**Prompt 1**
Answer these questions using the "Dynamite" song page.
(a) Who is listed as the producer?
(b) In Wizkid's singles chronology, which single comes after "Dynamite"?
(c) Which single from Tyla's EP WWP is "Dynamite"?
**Prompt 2**
From the "Dynamite" song page, reproduce everything from "Music video" down to "Tyla's EP, WWP.".

**Reading passage**
Single by Tyla and Wizkid

from the EP WWP
- Released: 24 July 2025
- Recorded: 2022–2025
- Label: FAX; Epic;
- Songwriters: Tyla Seethal; Bibi Bourelly; Peace Oredope; Jo Caleb; Adekunle Emmanuel Oluwaseyi; Corey Marlon Lindsay-Keay; Elvis Chimezie Akujobi; Ayodeji Ibrahim Balogun;
- Producer: P.Priime

Tyla singles chronology
| "Is It" (2025) | "Dynamite" (2025) | "PBT" (2025) |

Wizkid singles chronology
| "Kai!" (2025) | "Dynamite" (2025) | "One Condition" (2025) |

Music video
- "Dynamite" on YouTube

= Dynamite (Tyla and Wizkid song) =

"Dynamite" is a song by South African singer Tyla and Nigerian singer Wizkid. It was released on 24 July 2025 by FAX and Epic Records, as the third single from Tyla's EP, WWP.

**Given data**

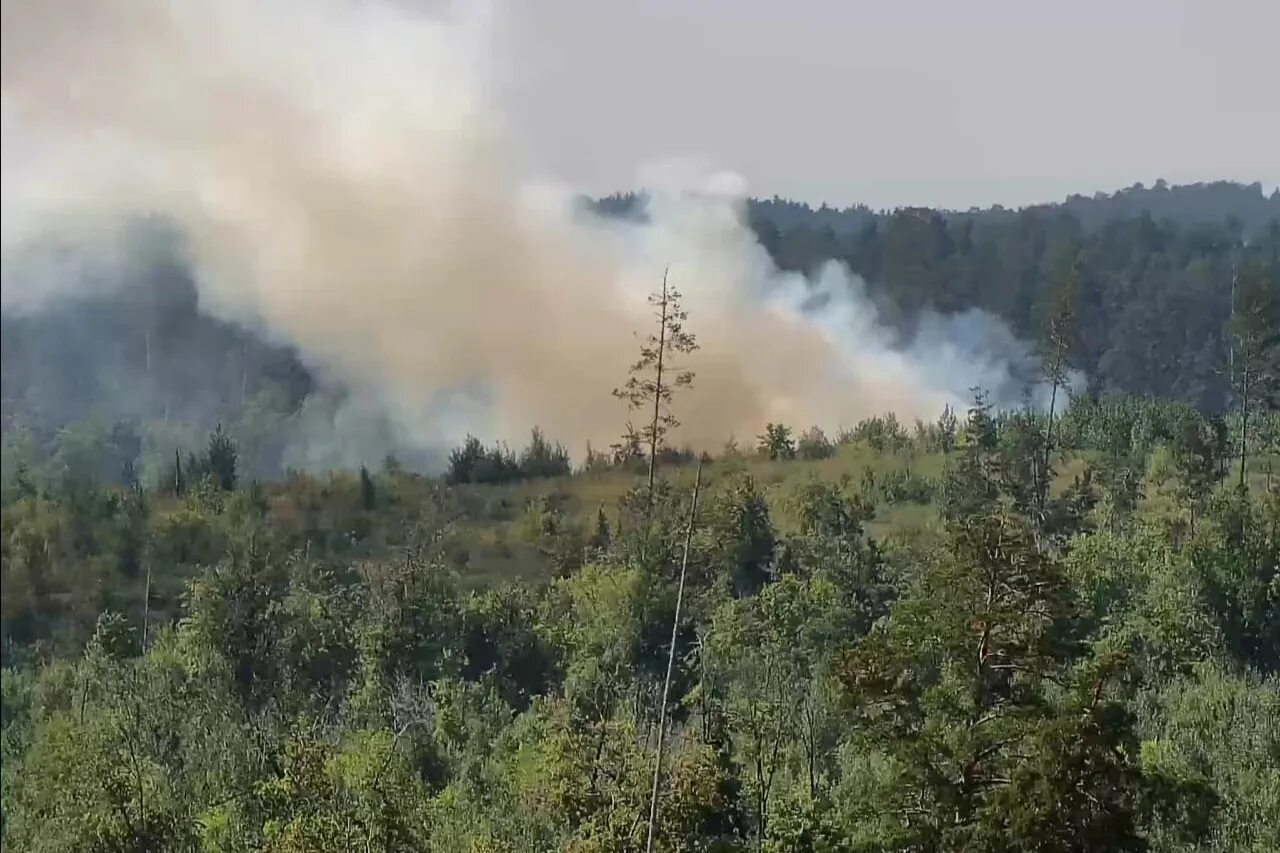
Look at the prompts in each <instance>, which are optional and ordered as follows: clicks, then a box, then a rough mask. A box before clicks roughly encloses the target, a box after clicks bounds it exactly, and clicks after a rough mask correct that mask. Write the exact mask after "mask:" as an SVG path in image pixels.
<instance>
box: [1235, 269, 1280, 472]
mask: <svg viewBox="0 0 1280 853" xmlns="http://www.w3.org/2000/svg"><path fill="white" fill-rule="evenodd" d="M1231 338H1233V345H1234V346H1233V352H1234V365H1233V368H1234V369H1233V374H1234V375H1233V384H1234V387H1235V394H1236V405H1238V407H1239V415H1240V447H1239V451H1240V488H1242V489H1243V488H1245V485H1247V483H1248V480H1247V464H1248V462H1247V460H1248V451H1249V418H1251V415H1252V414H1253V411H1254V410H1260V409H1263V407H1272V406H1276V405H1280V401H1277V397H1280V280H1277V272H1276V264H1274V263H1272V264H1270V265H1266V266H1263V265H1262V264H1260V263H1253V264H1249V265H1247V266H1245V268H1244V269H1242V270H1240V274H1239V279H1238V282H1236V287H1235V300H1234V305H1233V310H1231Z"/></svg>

**Task solution 1**
(a) P.Priime
(b) "One Condition"
(c) The third single

**Task solution 2**
Music video
- "Dynamite" on YouTube

= Dynamite (Tyla and Wizkid song) =

"Dynamite" is a song by South African singer Tyla and Nigerian singer Wizkid. It was released on 24 July 2025 by FAX and Epic Records, as the third single from Tyla's EP, WWP.